> [SELECTED TEXT]:
How it works
Introduction
The main purpose of Data manager or rs-dam microservice is to populate
the Regards meta-catalog. The microservice is composed of several
modules : crawler module, dam module(main core), indexer module, model module and opensearch module.
To do so, this microservice uses :
- Data sources to retrieve products from several catalogs. Data sources are configured through an UI or XML file (AIP, GeoJSON, external database: REGARDS UI).
- Data models to transform and standardize crawled products before adding them into the meta catalog, represented by the Elasticsearch index.
- Data access rights to calculate access rights of each product in the meta catalog. Access rights concern the permissions granted to a group of users for accessing a set of products that constitute a dataset ( see REGARDS UI).
This microservice is required to expose products managed by the OAIS Products Manager (rs-ingest microservice), the
GeoJson Products Manager (rs-fem microservice), or products accessible from an external database or a web service.
Each Elasticsearch index stores products for each project or tenant created in the REGARDS application.
Main points of data modification in Elasticsearch
The data stored in Elasticsearch consist of Datasets and DataObjects. DataObjects can originate from various sources depending on the selected plugin (OAIS, FEM, external database, etc.).
In REGARDS, there are several ways to add, modify, or delete objects stored in Elasticsearch:
- Through the
CrawlingJob(data crawler/harvester), which will be detailed in the following sections. - When a Dataset is updated OR when access rights to a Dataset are modified, a
DatasetEventis triggered and processed by rs-dam to update the Dataset stored in Elasticsearch, as well as all DataObjects linked to this Dataset. - When a product is deleted from the OAIS or FEM catalogs, a
FeatureEventis generated and processed by rs-dam, which immediately requests the deletion of the dataObject from ElasticSearch.
Meta catalog population
A scheduler is launched at a configurable interval to iterate through each configured datasource and create a job CrawlOneDatasourceJob if needed. This allows independent and parallel management of data ingestion for each datasource. The scheduling frequency can be adjusted by the user (see the static configuration)
Crawling Job (CrawlOneDatasourceJob)

> [TASK BRIEF]: Can you carry on the Data manager page, starting right after its last heading, "Crawling Job (CrawlOneDatasourceJob)"? The rows are separate material, unrelated to the Data manager page.

(Collected data)

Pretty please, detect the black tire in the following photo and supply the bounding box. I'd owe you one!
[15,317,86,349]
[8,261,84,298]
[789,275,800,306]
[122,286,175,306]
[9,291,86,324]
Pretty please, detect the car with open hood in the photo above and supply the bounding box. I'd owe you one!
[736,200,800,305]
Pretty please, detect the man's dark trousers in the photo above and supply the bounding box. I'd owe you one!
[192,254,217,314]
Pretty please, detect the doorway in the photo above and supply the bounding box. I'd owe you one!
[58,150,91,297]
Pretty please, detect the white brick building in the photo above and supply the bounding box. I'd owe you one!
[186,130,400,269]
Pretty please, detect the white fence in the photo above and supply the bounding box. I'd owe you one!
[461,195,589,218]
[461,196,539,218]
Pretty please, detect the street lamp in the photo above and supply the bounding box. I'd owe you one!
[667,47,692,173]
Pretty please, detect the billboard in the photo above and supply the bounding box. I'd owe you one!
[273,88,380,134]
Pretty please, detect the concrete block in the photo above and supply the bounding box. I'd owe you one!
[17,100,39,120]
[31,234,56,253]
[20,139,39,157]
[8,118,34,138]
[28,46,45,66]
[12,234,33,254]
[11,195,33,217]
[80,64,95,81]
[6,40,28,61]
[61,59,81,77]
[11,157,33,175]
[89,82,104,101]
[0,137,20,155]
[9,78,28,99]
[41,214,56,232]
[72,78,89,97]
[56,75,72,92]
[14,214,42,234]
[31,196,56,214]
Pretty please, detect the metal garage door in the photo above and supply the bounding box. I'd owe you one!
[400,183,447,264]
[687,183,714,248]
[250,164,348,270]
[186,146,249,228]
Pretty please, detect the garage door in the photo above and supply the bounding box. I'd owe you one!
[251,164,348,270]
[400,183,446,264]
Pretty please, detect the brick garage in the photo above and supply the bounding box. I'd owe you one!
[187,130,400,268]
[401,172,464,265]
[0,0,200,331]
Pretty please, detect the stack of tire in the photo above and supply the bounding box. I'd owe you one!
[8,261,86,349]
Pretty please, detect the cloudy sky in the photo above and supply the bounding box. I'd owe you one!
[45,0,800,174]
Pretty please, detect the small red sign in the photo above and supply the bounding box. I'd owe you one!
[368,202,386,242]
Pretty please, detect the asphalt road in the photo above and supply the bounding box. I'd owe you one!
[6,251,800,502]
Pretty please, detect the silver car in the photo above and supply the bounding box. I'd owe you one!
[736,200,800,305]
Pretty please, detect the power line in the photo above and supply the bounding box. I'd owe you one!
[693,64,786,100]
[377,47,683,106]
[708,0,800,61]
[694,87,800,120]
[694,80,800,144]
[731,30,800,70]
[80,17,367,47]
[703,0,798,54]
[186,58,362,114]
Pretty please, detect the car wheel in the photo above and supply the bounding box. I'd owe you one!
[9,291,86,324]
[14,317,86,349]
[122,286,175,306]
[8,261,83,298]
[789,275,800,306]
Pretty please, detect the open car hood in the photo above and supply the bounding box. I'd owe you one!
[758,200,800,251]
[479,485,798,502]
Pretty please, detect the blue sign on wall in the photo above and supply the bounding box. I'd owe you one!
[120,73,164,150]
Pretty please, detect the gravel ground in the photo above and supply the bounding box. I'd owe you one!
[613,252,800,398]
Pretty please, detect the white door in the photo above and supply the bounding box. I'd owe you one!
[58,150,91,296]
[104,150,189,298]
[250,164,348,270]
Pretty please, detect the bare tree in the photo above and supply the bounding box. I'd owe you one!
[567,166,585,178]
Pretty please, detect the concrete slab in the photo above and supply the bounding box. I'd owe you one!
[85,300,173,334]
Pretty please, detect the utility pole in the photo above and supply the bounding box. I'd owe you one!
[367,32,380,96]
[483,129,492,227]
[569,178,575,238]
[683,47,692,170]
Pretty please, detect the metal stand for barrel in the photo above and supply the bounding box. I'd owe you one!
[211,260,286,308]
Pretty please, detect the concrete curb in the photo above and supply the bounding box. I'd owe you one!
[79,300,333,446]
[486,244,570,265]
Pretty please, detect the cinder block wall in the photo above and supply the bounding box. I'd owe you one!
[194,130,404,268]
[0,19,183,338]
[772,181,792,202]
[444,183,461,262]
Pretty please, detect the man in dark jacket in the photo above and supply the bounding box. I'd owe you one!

> [RESULT OF THIS EXERCISE]:
The main steps performed by each job are:
1. Retrieve new products from the catalog
Using an implementation of the IDataSourcePlugin interface, the system retrieves new products and transforms the datasource-specific product format into the REGARDS standard format. See more details below
2. Insert or update products in the Elasticsearch index
New or updated products retrieved in step 1 are inserted or updated in the appropriate Elasticsearch index using upsert requests. The upsert operation ensures that a product is either created or updated in a single atomic operation, depending on its existence. See more details below
Upsert requests are sent in parallel to Elasticsearch to improve performance. Each upsert request contains a configurable batch of products, and the number of parallel requests is also configurable to optimize throughput according to the cluster's capacity.
Ensure that the Hikari connection pool size (regards.jpa.multitenant.maxPoolSize) is STRICTLY GREATER than the Elasticsearch threadpool size (regards.elasticsearch.threadpool.size) to avoid connection starvation. Otherwise, rs-dam may enter in deadlock state, with all threads waiting for a connection from the pool, and no thread available to release a connection.
3. Update access groups for products
The update of access groups is performed using a dedicated Painless script in Elasticsearch, allowing all necessary changes to be applied in a single update request on the Elasticsearch side. This is achieved by sending an 'update by query' request to Elasticsearch, specifying the script id. This single request allows Elasticsearch to apply the script to all documents matching the filter—typically all the data ingested in the previous step—thus efficiently updating access groups for a large set of products at once. See more details below
If needed (depending on access rights configuration), access groups are updated for products using an implementation of the IDataObjectAccessFilterPlugin interface to apply any custom product filtering. This operation cannot be performed by the update group script and must be manually calculated by REGARDS, updating each document individually.
4. Compute calculated attributes
If the data model contains calculated attributes, these are computed using an implementation of the IComputedAttribute interface.
Retrieve new products from data sources
To manage different data sources, an extension point (see the implementation of the IDataSourcePlugin interface) is used to handle the specific requirements for loading products in the REGARDS format :
- Products: A DATA Entity, as defined by a model in REGARDS
- A set of products: A DATASET Entity, as defined by a model in REGARDS
The following types of crawlers are available:
- AIP Crawlers: These crawlers allow crawling of SIPs from the
rs-ingestmicroservice. Incremental ingestion uses the last data update. - Feature Crawlers: These crawlers allow crawling of features from the
rs-femmicroservice. Incremental ingestion uses the last data update. - Database Crawlers: These crawlers allow crawling of data from an external database, with the following modes:
- Non-incremental ingestion (not recommended)
- Incremental ingestion based on the last data update
- Incremental ingestion based on the data identifier
The user selects the incremental ingestion mode during datasource creation.
- Web Source crawlers allows to crawl data from an OpenSearch Web Source: incremental aspiration bas on the data last update date.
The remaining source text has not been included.